Your task: Only the lines from the line containing "pillow shown above." through the final line of the entries should be printed, exactly as given, with the pictures left out.
————
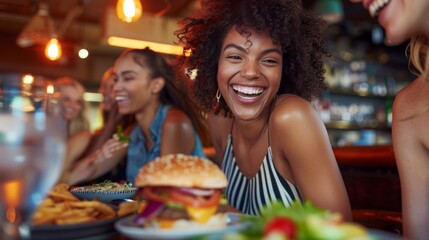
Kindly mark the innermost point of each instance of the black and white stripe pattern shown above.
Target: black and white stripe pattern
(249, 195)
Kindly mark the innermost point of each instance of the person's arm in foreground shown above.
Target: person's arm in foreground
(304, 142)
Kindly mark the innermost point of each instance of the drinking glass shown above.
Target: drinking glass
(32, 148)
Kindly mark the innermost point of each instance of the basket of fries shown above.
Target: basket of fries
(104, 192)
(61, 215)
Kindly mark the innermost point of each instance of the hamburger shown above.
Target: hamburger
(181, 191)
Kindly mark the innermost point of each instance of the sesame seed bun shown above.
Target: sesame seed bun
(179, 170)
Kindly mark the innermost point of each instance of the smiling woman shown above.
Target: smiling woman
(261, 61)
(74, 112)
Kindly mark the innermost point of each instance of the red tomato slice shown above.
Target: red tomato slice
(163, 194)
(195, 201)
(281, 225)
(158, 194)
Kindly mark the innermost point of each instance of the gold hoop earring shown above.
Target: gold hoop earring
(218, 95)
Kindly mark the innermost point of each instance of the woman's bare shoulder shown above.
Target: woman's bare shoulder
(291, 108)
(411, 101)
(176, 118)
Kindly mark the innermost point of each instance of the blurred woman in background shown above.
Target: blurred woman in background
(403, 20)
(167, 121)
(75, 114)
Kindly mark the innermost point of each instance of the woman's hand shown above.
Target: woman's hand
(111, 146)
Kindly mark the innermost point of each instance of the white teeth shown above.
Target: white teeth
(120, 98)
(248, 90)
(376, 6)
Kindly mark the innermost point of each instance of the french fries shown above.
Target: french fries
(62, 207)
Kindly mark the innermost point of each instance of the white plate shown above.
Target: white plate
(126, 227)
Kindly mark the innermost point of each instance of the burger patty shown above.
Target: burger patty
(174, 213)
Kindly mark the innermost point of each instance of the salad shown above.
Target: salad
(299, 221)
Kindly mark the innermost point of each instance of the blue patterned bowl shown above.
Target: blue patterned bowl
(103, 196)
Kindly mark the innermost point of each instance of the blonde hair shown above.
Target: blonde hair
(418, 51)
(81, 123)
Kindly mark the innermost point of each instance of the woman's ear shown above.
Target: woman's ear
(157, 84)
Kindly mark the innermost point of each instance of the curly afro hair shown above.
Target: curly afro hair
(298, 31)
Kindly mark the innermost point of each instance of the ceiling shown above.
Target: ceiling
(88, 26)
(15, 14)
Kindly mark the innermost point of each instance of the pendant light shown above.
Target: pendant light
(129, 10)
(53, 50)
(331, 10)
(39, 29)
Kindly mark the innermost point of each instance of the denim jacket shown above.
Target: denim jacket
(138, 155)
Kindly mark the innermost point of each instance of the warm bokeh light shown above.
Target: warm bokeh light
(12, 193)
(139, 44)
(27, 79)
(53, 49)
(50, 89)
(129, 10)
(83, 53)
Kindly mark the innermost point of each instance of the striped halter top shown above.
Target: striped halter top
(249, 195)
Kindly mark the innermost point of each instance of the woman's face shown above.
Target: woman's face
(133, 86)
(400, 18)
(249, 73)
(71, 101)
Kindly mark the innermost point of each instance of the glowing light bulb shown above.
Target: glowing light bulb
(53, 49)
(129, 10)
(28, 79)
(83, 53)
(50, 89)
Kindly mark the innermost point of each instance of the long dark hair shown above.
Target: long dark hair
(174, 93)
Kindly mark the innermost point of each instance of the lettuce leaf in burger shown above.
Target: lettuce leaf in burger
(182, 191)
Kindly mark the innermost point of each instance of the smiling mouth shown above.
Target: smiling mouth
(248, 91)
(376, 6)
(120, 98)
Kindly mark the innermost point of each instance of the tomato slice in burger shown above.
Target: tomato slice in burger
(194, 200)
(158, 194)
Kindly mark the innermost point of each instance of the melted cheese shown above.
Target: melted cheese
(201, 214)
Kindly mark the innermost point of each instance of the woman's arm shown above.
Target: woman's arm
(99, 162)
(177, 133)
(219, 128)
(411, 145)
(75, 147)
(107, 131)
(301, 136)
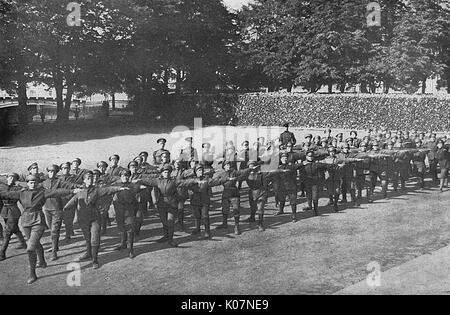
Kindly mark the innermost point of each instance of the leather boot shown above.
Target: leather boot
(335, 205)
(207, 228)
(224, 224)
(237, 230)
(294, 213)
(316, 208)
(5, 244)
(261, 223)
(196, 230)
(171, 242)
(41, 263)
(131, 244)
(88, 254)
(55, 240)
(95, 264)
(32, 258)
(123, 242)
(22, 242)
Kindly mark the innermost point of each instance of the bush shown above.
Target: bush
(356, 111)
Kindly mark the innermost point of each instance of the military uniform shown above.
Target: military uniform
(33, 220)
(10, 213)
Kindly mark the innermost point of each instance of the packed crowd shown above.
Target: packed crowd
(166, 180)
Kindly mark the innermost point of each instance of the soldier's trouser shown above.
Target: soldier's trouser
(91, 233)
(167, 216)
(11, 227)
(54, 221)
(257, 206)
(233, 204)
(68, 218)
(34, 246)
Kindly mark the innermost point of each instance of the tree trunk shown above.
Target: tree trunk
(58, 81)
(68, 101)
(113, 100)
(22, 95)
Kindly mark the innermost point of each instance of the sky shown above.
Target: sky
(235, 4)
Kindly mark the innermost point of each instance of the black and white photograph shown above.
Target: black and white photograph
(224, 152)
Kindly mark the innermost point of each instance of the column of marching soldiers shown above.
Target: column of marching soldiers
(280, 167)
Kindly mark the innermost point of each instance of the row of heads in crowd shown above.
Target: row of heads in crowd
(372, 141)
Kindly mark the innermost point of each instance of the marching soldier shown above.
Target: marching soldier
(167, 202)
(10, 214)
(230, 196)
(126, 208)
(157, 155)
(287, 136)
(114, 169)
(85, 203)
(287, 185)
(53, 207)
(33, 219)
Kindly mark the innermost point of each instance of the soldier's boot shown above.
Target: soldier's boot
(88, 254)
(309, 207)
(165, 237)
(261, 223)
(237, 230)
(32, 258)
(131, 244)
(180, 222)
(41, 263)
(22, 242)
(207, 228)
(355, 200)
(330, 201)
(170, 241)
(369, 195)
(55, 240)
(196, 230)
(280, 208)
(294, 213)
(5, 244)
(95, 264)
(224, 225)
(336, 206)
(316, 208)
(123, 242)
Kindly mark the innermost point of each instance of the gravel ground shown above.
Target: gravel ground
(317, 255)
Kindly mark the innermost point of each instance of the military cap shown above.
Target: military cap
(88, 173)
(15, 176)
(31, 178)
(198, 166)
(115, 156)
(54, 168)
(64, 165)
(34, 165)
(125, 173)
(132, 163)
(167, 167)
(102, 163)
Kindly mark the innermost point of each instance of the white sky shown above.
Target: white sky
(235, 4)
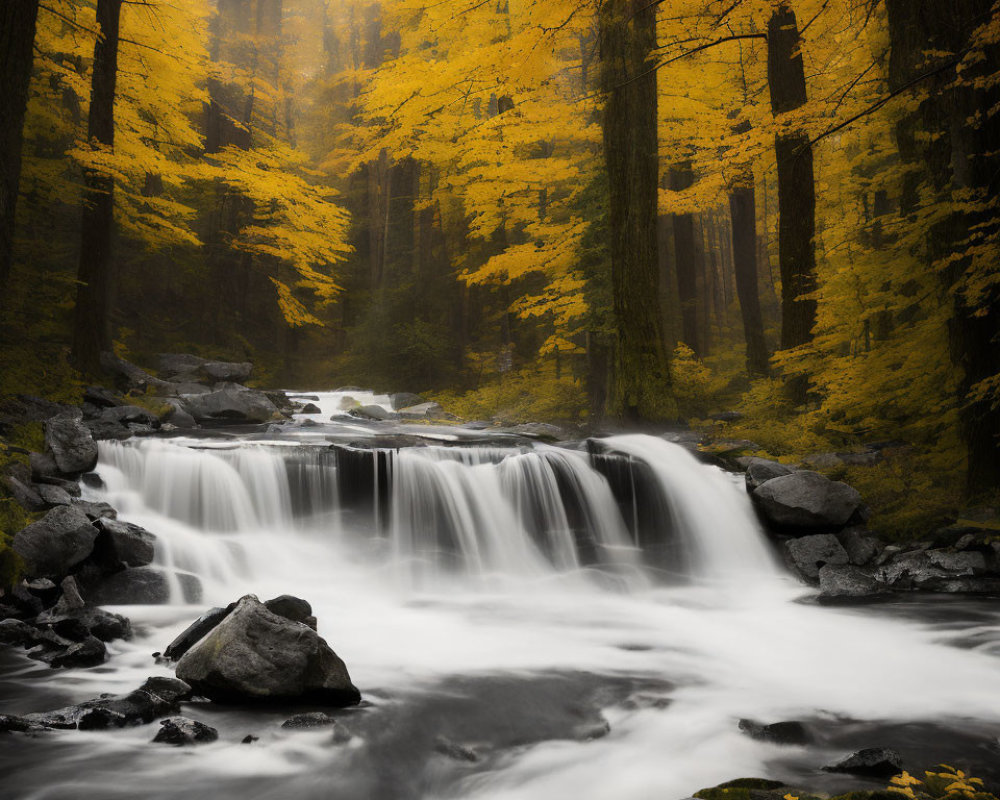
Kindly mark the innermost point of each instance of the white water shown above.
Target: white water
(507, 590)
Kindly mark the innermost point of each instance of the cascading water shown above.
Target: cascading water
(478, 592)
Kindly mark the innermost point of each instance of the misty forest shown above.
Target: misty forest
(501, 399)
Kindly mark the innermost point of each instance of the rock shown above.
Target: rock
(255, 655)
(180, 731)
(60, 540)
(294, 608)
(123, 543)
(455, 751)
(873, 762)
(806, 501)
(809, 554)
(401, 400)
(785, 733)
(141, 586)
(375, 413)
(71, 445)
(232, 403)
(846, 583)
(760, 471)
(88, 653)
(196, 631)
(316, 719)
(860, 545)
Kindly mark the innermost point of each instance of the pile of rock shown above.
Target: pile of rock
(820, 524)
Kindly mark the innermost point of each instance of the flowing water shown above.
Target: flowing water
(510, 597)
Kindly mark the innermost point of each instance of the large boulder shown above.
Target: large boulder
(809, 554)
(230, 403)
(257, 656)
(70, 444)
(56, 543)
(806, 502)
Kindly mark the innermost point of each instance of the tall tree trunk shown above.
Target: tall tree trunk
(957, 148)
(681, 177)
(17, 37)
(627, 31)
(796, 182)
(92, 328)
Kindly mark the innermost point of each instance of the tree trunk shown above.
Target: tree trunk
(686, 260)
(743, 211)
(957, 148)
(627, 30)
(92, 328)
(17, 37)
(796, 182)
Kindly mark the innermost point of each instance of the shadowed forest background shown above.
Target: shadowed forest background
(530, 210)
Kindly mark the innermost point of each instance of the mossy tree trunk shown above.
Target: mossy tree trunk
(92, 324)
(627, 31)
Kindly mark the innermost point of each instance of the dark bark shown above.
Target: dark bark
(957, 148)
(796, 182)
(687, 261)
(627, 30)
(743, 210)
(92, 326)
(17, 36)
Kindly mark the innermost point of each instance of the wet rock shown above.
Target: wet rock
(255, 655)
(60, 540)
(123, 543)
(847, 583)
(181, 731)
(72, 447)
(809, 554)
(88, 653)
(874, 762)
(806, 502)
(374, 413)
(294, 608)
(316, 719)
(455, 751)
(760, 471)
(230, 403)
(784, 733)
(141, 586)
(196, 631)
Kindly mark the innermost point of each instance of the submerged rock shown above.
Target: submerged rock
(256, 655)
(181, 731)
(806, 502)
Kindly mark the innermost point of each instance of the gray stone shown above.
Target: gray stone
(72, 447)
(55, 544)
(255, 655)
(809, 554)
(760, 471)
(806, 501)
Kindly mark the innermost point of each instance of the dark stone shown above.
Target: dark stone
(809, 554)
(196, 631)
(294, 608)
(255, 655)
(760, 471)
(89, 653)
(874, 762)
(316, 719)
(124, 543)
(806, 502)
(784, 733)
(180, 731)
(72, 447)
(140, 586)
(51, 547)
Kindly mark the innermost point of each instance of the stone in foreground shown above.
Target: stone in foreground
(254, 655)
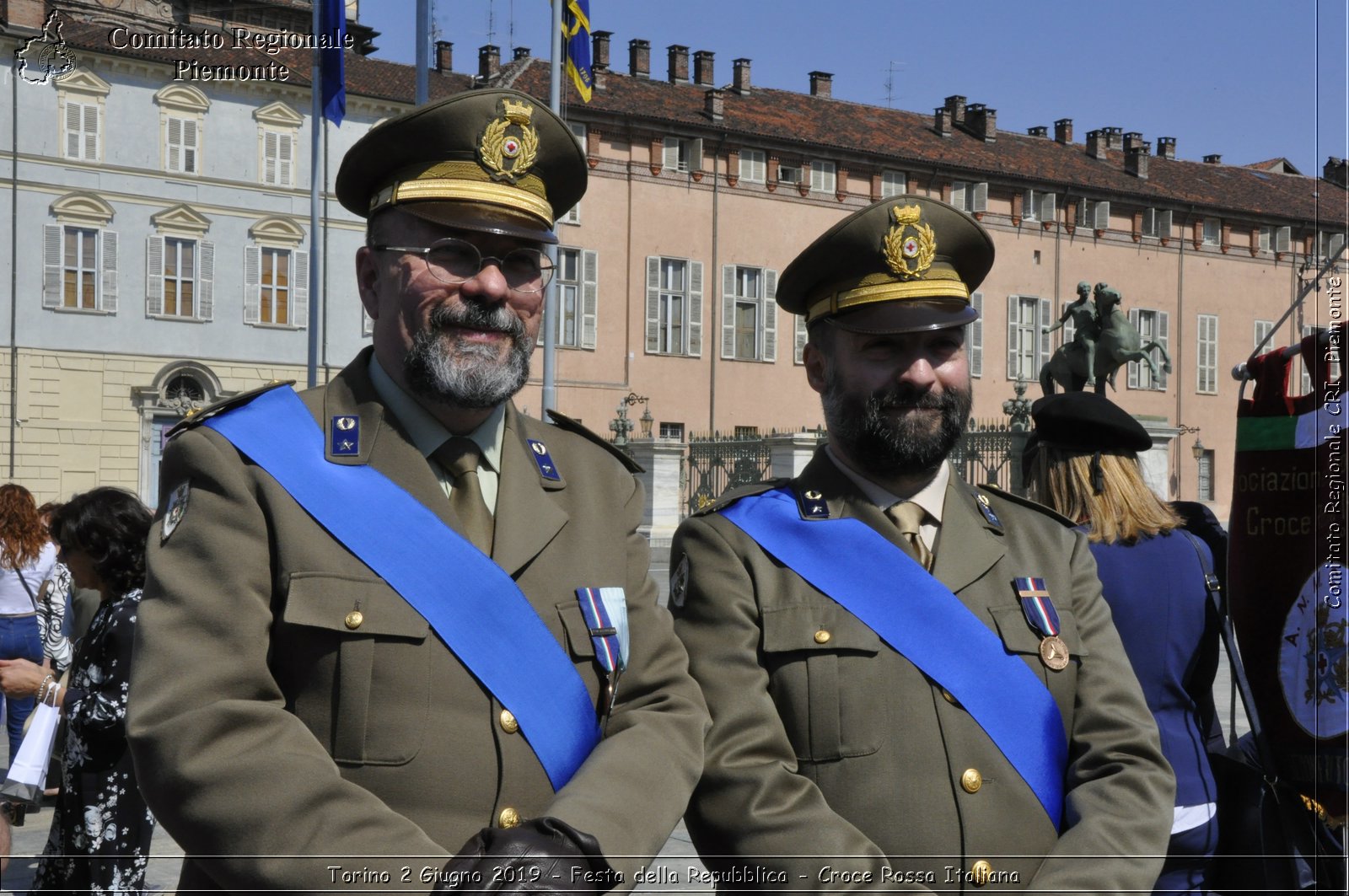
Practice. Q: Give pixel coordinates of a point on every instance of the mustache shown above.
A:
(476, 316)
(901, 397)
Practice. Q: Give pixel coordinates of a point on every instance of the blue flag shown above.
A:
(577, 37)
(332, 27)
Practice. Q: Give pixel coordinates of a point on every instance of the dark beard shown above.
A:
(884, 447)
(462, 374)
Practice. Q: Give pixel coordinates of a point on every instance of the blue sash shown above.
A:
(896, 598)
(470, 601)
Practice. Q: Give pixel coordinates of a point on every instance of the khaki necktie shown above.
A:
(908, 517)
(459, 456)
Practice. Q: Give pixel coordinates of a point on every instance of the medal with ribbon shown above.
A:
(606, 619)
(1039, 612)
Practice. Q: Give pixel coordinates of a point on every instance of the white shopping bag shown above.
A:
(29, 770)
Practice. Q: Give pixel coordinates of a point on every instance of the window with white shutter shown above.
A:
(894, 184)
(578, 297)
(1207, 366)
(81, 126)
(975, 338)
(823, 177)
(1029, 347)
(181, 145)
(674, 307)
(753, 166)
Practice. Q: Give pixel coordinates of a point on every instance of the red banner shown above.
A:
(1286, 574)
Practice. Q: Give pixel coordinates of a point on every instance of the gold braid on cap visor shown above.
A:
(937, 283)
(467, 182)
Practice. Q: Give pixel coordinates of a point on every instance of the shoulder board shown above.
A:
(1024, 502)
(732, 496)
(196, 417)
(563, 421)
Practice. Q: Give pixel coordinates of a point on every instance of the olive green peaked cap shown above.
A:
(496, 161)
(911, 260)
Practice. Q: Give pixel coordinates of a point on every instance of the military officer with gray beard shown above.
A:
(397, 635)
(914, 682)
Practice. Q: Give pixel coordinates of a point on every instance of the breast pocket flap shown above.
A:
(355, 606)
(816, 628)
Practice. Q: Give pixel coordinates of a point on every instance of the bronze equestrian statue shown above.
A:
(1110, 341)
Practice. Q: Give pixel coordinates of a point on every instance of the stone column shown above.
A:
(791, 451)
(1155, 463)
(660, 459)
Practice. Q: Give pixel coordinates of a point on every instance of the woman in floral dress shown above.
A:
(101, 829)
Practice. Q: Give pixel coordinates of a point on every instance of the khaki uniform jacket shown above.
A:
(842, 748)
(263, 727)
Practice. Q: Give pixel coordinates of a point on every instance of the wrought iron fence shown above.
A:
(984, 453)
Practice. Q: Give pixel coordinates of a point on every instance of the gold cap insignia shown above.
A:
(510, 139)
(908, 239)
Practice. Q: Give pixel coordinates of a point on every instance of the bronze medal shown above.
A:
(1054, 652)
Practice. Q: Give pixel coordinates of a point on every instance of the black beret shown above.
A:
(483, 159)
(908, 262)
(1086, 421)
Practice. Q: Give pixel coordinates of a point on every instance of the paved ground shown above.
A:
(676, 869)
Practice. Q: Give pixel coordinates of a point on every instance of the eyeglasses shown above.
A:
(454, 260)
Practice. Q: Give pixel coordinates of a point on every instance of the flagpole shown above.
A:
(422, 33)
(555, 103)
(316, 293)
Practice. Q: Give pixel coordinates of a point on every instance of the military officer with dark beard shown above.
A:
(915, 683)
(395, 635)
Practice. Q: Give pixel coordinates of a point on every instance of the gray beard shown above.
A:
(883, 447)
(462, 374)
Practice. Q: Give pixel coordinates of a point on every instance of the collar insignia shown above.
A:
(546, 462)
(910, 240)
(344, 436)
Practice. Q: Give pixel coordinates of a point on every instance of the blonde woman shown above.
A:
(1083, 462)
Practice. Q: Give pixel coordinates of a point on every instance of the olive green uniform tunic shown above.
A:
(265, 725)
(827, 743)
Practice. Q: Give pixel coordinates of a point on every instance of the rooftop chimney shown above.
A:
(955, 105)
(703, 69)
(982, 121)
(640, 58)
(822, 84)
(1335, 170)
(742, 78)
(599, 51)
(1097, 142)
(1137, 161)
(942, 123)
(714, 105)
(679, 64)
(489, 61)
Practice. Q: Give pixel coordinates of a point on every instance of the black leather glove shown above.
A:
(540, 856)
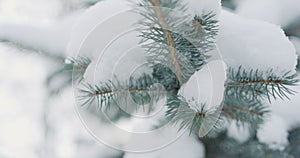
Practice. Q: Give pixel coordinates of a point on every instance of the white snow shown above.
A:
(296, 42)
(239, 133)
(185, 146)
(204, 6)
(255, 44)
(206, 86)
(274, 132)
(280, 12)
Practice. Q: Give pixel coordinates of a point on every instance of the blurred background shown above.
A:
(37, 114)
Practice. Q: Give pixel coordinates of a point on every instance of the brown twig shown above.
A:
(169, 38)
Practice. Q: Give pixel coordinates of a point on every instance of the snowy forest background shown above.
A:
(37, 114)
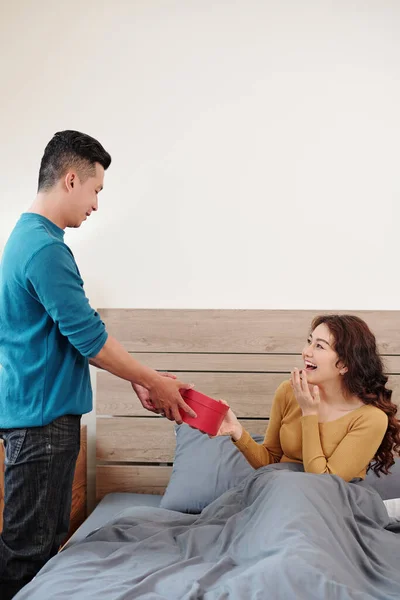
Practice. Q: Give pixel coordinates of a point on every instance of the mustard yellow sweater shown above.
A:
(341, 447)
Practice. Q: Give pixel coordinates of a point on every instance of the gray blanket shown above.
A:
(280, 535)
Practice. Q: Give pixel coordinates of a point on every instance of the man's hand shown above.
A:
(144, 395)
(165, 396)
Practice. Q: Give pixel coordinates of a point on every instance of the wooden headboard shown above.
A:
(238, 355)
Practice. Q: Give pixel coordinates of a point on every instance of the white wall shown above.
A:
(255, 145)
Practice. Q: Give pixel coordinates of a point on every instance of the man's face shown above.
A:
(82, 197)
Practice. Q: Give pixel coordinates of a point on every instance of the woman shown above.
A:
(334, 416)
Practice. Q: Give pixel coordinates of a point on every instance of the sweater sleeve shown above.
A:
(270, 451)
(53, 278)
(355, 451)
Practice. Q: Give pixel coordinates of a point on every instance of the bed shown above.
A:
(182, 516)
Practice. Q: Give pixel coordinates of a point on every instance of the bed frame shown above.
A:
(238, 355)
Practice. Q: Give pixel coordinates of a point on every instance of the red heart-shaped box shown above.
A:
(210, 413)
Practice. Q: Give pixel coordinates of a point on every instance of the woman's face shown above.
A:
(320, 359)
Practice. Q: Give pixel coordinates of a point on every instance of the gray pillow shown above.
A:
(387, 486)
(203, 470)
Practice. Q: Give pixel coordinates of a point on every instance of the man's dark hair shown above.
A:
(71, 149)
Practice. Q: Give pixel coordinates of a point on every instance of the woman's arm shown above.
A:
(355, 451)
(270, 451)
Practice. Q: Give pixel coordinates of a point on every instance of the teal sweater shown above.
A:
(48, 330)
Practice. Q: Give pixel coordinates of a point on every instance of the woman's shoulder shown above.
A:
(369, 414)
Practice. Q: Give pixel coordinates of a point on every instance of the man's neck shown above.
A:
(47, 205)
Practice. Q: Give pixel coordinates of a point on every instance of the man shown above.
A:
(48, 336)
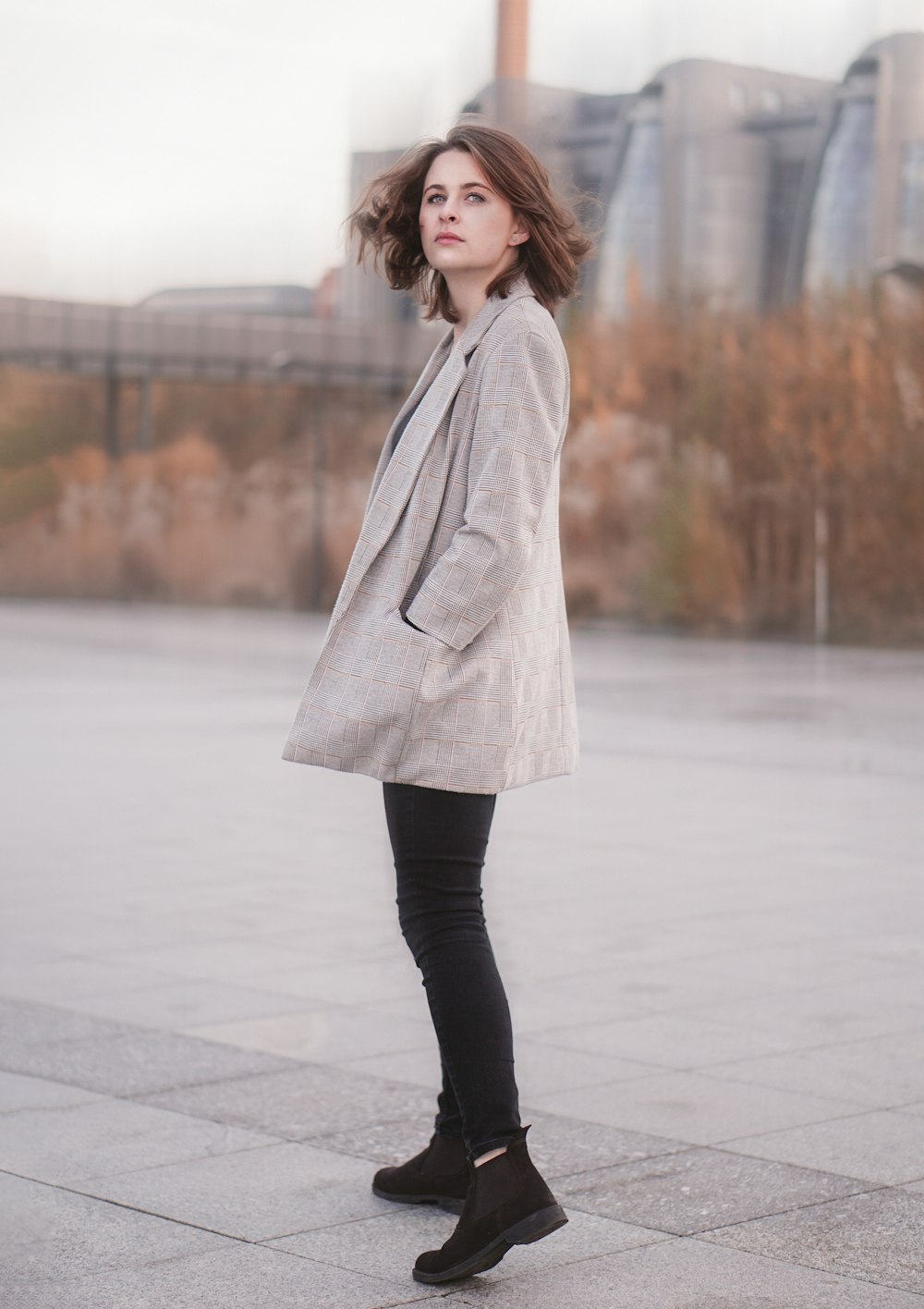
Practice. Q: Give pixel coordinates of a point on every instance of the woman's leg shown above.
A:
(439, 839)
————
Response to the exercise:
Practice. Q: Give pixel coordinates of a point on every instance of the gray pillow shown above.
A:
(387, 486)
(203, 470)
Practice. Q: Give pixel coordinates of a point on every instance of the man's dark hair shown above.
A:
(71, 149)
Practice. Q: Give pixel coordinates of a point on every instance of the woman's arm shown above.
A:
(355, 451)
(270, 451)
Practice. Q: Give pixel coordinates of a point on every instance of the teal sweater shown above.
A:
(48, 330)
Practice. Q: Give pixel coordinates of a point on every instance of the woman's shoulder shown above.
A:
(369, 414)
Practice. Q: Give pixel coordinates of a point on every instance of the man's neck shown above.
A:
(47, 205)
Practice. Q: Give pixel coordinates of a point on every instance of the man shown above.
A:
(48, 336)
Practice. Q: Give pixel coordinates of a point on every instance of the woman's leg shown above.
A:
(439, 839)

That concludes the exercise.